(begin)

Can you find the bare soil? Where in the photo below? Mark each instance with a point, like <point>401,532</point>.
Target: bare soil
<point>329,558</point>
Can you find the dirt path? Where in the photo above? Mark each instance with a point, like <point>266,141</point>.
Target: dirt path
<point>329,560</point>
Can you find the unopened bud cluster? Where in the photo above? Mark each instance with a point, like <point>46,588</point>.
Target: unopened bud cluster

(end)

● **CHALLENGE**:
Format every line above as a JSON array of strings, one string per line, with blank lines omitted.

● **ANSWER FOR THE TASK**:
[
  "Can you find the bare soil? Where in the photo below? Mark each instance with a point, like <point>401,532</point>.",
  "Target: bare soil",
  "<point>329,558</point>",
  "Can you find the dirt path? Where in the photo above? Mark each instance with a point, like <point>266,141</point>.",
  "Target: dirt path",
  "<point>329,560</point>",
  "Can you find the unopened bud cluster? Where in the photo above? Mark each instance with a point, like <point>46,588</point>.",
  "Target: unopened bud cluster"
]